▶ Da fare
- 1) Quali città e Paesi vengono nominati nel testo sull'intervista ad Alessia Capasso? Elencali tutti.
- 2) Ripeti il passo del testo sull'intervista ad Alessia Capasso da "Alessia Capasso è" a "la sua esperienza.".

▶ Blocco di testo
·····
Alessia Capasso è una giornalista che vive e lavora a Bruxelles, con un particolare interesse alle dinamiche che agitano l’Unione Europea. Tra queste, la storia del Montenegro, che Alessia ha imparato a conoscere dopo un primo viaggio fatto per spirito di avventura. A quel primo viaggio ne sono seguiti altri, soprattutto quello che l’autrice definisce il suo primo progetto fotografico strutturato, Golden Odyssey, vincitore della sezione “Reportage” del Premio Nazionale Musa per Fotografe e del Premio FOTO Cult 2024, assegnato dalla nostra redazione nell’ambito dello stesso concorso. Abbiamo intervistato Alessia Capasso per farci raccontare il suo progetto e la sua esperienza.
Com’è nato Golden Odyssey?
Golden Odyssey è nato nel 2016 dall’idea di fare un viaggio da sola. Volevo una meta che mi permettesse di fare un’avventura e dopo aver parlato con un po’ di persone che conoscevano il Montenegro sono arrivata alla conclusione che quella poteva essere la mia destinazione. Con spirito giornalistico iniziai, così, a documentarmi sul Paese e sulla sua cultura. Casualità volle che nel 2016 si festeggiasse il decimo anniversario dell’indipendenza della Repubblica del Montenegro dalla Serbia.
·····
(Voci elencate in un dataset)
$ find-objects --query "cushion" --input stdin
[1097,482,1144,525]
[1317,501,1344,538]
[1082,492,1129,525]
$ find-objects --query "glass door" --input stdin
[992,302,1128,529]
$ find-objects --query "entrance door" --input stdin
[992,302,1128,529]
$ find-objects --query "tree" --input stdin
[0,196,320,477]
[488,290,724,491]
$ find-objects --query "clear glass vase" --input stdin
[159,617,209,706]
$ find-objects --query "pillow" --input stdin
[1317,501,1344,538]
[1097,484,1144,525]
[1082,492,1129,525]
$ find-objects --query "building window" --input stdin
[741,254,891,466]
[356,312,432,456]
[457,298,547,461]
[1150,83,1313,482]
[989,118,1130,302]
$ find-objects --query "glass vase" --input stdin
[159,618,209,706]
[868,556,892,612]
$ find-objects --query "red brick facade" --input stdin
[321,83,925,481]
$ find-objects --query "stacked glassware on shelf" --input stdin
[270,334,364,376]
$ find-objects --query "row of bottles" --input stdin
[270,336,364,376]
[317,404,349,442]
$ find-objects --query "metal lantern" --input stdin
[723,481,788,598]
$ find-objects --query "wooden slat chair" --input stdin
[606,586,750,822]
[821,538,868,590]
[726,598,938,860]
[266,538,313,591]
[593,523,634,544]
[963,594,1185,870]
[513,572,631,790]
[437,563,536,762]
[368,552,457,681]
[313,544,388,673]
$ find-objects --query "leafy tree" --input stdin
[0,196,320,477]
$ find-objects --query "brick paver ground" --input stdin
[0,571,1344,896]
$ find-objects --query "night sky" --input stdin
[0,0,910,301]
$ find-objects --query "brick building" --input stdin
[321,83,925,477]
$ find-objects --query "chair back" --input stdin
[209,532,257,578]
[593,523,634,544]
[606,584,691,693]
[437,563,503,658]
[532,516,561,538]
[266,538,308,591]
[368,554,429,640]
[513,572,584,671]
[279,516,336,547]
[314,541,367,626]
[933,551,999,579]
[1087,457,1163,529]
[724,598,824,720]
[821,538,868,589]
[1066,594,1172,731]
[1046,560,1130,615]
·····
▶ Le risposte
- 1) Bruxelles, Montenegro, Serbia

- 2)
Alessia Capasso è una giornalista che vive e lavora a Bruxelles, con un particolare interesse alle dinamiche che agitano l’Unione Europea. Tra queste, la storia del Montenegro, che Alessia ha imparato a conoscere dopo un primo viaggio fatto per spirito di avventura. A quel primo viaggio ne sono seguiti altri, soprattutto quello che l’autrice definisce il suo primo progetto fotografico strutturato, Golden Odyssey, vincitore della sezione “Reportage” del Premio Nazionale Musa per Fotografe e del Premio FOTO Cult 2024, assegnato dalla nostra redazione nell’ambito dello stesso concorso. Abbiamo intervistato Alessia Capasso per farci raccontare il suo progetto e la sua esperienza.